§ What you should do
An exact copy of the lines from the one containing "column 522, row 212" through the last line below is required; include both of those lines and no others.

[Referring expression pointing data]

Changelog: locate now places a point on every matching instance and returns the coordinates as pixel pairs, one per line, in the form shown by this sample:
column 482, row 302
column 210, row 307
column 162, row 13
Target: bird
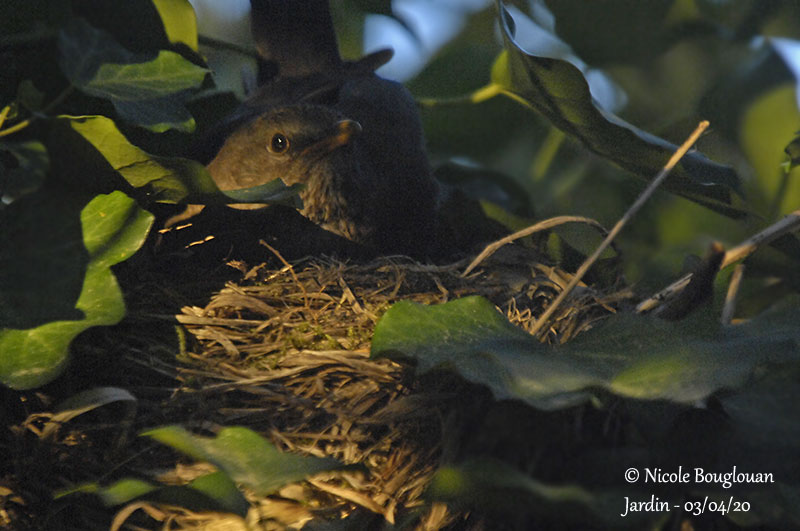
column 352, row 139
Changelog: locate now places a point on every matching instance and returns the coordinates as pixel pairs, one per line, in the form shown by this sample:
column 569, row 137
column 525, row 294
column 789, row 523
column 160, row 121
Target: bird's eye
column 279, row 144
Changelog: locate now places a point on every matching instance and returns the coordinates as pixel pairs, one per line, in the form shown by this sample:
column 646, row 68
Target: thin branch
column 542, row 225
column 730, row 298
column 649, row 191
column 788, row 224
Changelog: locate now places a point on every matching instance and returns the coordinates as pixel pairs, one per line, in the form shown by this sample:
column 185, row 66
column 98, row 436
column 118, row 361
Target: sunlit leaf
column 559, row 91
column 630, row 355
column 245, row 456
column 766, row 126
column 89, row 239
column 145, row 91
column 32, row 164
column 180, row 22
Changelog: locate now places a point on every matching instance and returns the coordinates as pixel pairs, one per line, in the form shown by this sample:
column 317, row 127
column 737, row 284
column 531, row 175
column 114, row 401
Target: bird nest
column 285, row 351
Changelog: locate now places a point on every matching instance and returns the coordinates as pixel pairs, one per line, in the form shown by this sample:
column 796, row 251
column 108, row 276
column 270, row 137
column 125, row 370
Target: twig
column 656, row 182
column 542, row 225
column 788, row 224
column 730, row 298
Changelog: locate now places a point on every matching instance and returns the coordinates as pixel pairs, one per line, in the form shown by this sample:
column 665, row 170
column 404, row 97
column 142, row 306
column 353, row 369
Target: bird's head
column 294, row 143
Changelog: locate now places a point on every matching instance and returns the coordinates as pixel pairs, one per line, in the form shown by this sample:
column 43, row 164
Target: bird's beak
column 339, row 135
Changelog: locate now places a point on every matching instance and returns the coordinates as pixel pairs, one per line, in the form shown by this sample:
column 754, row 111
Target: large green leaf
column 245, row 456
column 76, row 242
column 145, row 91
column 558, row 90
column 211, row 492
column 629, row 355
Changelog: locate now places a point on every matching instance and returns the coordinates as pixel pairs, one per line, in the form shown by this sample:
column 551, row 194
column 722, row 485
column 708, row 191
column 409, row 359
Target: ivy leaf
column 557, row 89
column 180, row 21
column 629, row 355
column 42, row 315
column 145, row 91
column 245, row 456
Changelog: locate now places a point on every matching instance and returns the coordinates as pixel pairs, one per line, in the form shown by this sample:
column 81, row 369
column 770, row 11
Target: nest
column 285, row 351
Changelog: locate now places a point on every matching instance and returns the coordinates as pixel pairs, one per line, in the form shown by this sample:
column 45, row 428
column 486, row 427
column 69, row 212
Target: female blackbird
column 353, row 139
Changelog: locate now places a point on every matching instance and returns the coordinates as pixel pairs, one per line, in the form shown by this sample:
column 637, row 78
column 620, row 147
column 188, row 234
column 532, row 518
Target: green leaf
column 86, row 401
column 123, row 491
column 557, row 89
column 470, row 336
column 180, row 22
column 629, row 355
column 245, row 456
column 53, row 234
column 146, row 91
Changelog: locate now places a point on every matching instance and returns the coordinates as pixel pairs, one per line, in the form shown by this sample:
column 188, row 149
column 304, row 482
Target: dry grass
column 285, row 351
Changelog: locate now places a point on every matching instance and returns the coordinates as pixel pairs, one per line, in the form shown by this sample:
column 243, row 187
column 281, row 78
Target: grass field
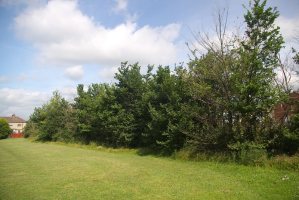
column 31, row 170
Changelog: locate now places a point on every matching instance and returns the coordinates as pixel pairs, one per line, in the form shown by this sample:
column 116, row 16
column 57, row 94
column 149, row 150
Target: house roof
column 14, row 119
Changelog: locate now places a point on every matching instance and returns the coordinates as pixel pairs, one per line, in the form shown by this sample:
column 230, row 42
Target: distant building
column 283, row 111
column 16, row 123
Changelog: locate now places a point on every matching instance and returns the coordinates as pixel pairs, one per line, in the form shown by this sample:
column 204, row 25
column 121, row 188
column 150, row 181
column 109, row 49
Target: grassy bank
column 31, row 170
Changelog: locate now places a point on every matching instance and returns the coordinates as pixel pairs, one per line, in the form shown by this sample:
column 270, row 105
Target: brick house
column 283, row 111
column 17, row 125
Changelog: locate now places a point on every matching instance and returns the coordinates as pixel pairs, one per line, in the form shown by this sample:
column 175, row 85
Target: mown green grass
column 31, row 170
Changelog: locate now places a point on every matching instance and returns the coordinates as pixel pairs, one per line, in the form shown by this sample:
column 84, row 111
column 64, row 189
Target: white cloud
column 19, row 2
column 107, row 73
column 75, row 72
column 121, row 5
column 289, row 28
column 3, row 79
column 20, row 102
column 69, row 93
column 64, row 35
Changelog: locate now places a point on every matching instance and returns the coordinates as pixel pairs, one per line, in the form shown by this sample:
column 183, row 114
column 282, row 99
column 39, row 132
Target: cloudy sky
column 55, row 44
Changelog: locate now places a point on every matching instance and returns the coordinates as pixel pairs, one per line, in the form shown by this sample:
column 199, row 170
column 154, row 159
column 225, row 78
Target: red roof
column 14, row 119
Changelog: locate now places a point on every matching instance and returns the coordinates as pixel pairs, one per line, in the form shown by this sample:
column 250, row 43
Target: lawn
column 30, row 170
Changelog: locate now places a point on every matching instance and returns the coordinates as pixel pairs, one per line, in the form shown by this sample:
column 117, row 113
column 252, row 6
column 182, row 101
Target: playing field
column 30, row 170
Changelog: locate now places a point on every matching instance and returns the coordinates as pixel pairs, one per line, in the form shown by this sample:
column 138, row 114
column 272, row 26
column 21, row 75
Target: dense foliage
column 222, row 101
column 4, row 129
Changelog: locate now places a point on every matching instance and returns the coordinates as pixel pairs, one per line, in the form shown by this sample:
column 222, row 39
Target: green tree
column 256, row 77
column 4, row 129
column 54, row 121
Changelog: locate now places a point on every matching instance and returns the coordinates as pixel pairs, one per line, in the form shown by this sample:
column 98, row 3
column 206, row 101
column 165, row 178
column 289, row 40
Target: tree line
column 221, row 100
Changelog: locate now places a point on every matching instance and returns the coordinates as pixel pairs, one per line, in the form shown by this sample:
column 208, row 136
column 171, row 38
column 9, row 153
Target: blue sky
column 55, row 45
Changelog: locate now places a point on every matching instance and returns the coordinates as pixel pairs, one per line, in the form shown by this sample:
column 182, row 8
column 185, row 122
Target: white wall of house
column 17, row 127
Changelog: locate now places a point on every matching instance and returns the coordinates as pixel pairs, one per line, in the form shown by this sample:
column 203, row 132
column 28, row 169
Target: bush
column 4, row 129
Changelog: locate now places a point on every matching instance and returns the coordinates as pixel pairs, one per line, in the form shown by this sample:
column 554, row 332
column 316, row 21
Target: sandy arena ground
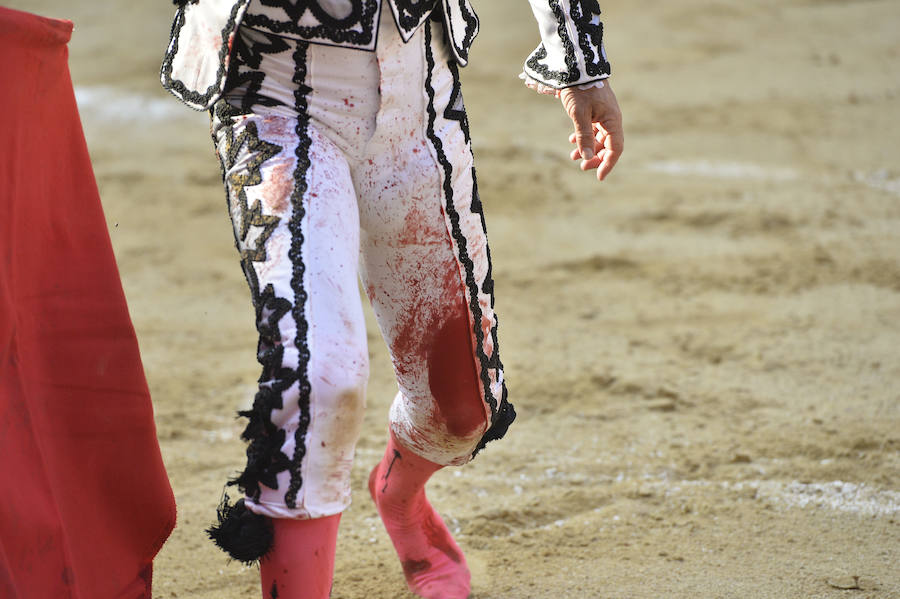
column 704, row 351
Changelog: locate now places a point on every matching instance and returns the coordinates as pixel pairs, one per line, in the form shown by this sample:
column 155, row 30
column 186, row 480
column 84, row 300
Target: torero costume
column 345, row 153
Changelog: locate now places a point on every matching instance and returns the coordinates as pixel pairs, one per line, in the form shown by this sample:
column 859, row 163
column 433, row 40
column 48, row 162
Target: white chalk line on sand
column 113, row 105
column 748, row 171
column 857, row 498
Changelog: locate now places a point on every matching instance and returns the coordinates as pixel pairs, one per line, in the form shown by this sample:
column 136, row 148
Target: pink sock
column 300, row 564
column 433, row 563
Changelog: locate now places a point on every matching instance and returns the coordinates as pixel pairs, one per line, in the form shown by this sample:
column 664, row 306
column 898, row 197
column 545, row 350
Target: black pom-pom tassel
column 240, row 533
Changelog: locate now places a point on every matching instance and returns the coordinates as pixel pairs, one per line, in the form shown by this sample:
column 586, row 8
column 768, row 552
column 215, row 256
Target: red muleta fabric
column 85, row 502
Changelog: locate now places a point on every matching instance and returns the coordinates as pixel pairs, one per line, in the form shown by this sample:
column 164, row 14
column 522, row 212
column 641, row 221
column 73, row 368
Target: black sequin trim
column 541, row 53
column 246, row 61
column 301, row 91
column 456, row 112
column 264, row 456
column 471, row 29
column 357, row 28
column 590, row 35
column 178, row 87
column 410, row 13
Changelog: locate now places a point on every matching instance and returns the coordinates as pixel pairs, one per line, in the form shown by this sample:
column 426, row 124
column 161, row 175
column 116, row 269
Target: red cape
column 85, row 502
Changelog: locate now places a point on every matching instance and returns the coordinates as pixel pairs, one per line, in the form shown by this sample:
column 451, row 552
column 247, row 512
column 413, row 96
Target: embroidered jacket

§ Answer to this task
column 522, row 212
column 641, row 221
column 73, row 368
Target: black sequin trim
column 541, row 53
column 246, row 61
column 301, row 91
column 456, row 112
column 264, row 456
column 471, row 29
column 357, row 28
column 590, row 35
column 178, row 87
column 410, row 13
Changelog: locate now places a point on every matching instance and returns the coordinates as pixel pairs, one per line, in the form shown by this sample:
column 426, row 124
column 161, row 175
column 116, row 269
Target: red cape
column 85, row 502
Changelog: locate now places a point on every matching instance and returns the coordinates as pixel pairs, one per line, in the form shown by this sample:
column 451, row 552
column 247, row 512
column 413, row 96
Target: embroidered jacket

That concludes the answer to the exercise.